* _WHAT THE TASK ASKS_: A faithful copy of every entry, with the pictures removed, is what is needed here.

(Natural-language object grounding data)
Segment Open

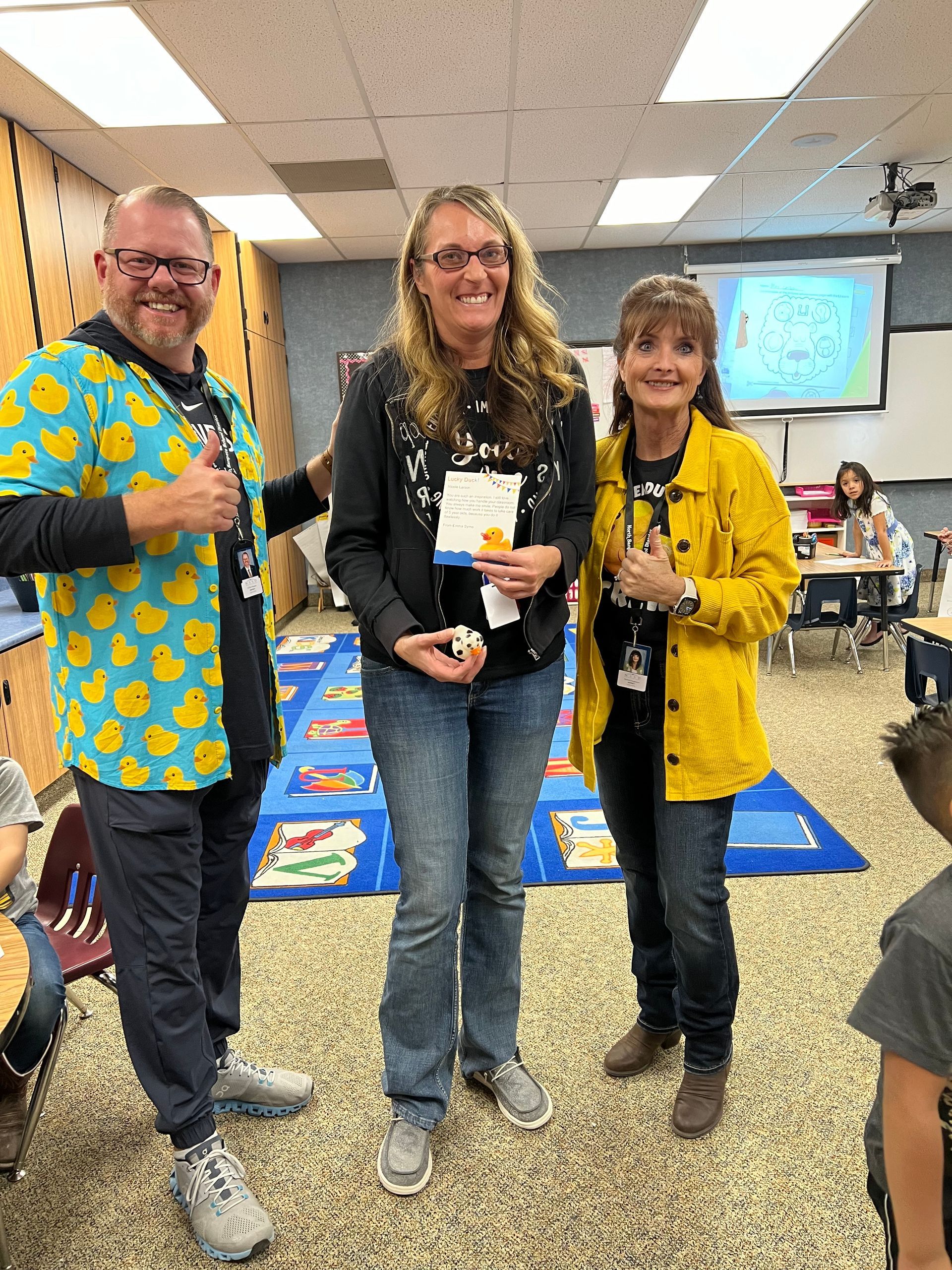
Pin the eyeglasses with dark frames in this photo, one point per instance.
(184, 270)
(454, 258)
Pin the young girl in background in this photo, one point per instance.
(887, 538)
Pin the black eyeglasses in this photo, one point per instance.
(454, 258)
(144, 264)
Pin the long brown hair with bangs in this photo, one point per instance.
(651, 305)
(530, 365)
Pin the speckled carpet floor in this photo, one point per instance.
(780, 1184)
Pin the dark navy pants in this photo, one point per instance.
(173, 868)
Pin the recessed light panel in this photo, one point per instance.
(744, 50)
(653, 200)
(261, 218)
(108, 64)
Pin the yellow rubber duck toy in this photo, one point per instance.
(197, 636)
(166, 667)
(102, 614)
(10, 413)
(79, 649)
(123, 653)
(160, 742)
(134, 700)
(64, 593)
(108, 740)
(116, 444)
(131, 774)
(17, 464)
(145, 416)
(48, 395)
(94, 690)
(61, 445)
(74, 718)
(193, 711)
(210, 755)
(183, 591)
(148, 619)
(177, 457)
(176, 780)
(125, 577)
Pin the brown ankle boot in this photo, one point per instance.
(638, 1049)
(700, 1103)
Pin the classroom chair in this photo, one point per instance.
(927, 661)
(838, 596)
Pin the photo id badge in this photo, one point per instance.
(633, 670)
(244, 564)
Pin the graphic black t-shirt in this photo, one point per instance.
(460, 596)
(613, 619)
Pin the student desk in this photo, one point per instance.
(831, 564)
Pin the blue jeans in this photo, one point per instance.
(672, 855)
(46, 999)
(463, 767)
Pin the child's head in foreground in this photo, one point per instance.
(921, 751)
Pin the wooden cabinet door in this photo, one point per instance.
(48, 254)
(18, 332)
(28, 713)
(80, 234)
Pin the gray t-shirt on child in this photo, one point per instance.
(18, 807)
(907, 1008)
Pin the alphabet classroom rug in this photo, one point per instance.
(324, 828)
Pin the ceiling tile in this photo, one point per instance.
(924, 135)
(556, 203)
(694, 139)
(357, 214)
(263, 62)
(900, 48)
(315, 140)
(855, 123)
(386, 248)
(559, 241)
(603, 53)
(207, 159)
(99, 158)
(443, 149)
(572, 145)
(32, 103)
(424, 55)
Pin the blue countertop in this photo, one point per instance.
(16, 627)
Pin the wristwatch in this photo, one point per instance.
(688, 602)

Segment Closed

* _COMPLETED EXERCISE_:
Pin the eyeglasses with dark frames in this photo, one point per instance.
(184, 270)
(454, 258)
Pin the young girl in background in this photo, one point per instance.
(887, 538)
Pin the black eyeglasses in this photo, one point per instance.
(454, 258)
(144, 264)
Pin the long brown hair with bangs in this photo, one point per instance.
(651, 305)
(530, 365)
Pin the speckled carpet floor in this photo, one point per instance.
(780, 1184)
Pin the dark navy pants in this photo, one point per instance.
(173, 868)
Pin the recessed light panel in this photo, one point per instance.
(744, 50)
(653, 200)
(261, 218)
(108, 64)
Pin the yellow rubber duck toy in this photo, one point per instance.
(197, 636)
(166, 667)
(102, 614)
(10, 413)
(79, 649)
(123, 653)
(160, 742)
(134, 700)
(64, 593)
(108, 740)
(116, 444)
(131, 774)
(17, 464)
(145, 416)
(48, 395)
(94, 690)
(61, 445)
(74, 718)
(193, 711)
(210, 755)
(183, 591)
(148, 619)
(177, 457)
(176, 780)
(125, 577)
Pin the brown ankle boot in this photo, one point per instance.
(638, 1049)
(700, 1103)
Pin the classroom chair in this photo, one point per instance.
(927, 661)
(838, 596)
Pin the photo id badge in this photo, one point per instance.
(633, 670)
(244, 564)
Pin the graphic black t-shirt in this photo, one point per instance.
(460, 596)
(613, 619)
Pin the student desk in this photo, one point per instance.
(831, 564)
Pin the blue jeans in this photo, one point per instance.
(672, 855)
(46, 999)
(463, 767)
Pin the child's head in foreground in this photo, one point per instance.
(921, 751)
Pin the wooden cabinet door in this photo, one point per instance.
(48, 254)
(18, 332)
(28, 713)
(80, 234)
Pin the gray t-shirt on child in this photo, one point per instance.
(18, 807)
(907, 1008)
Pin the alphabet classroom rug in this photo, one point per instance.
(324, 828)
Pin the ceiling tile in this photo, one point per instance.
(924, 135)
(556, 203)
(694, 139)
(357, 214)
(263, 62)
(900, 48)
(315, 140)
(855, 123)
(386, 248)
(559, 241)
(603, 53)
(207, 159)
(99, 158)
(443, 149)
(572, 145)
(32, 103)
(424, 55)
Pin the blue countertop in this photo, one point per instance.
(16, 627)
Pin the wristwatch in this photo, one point per instance.
(688, 602)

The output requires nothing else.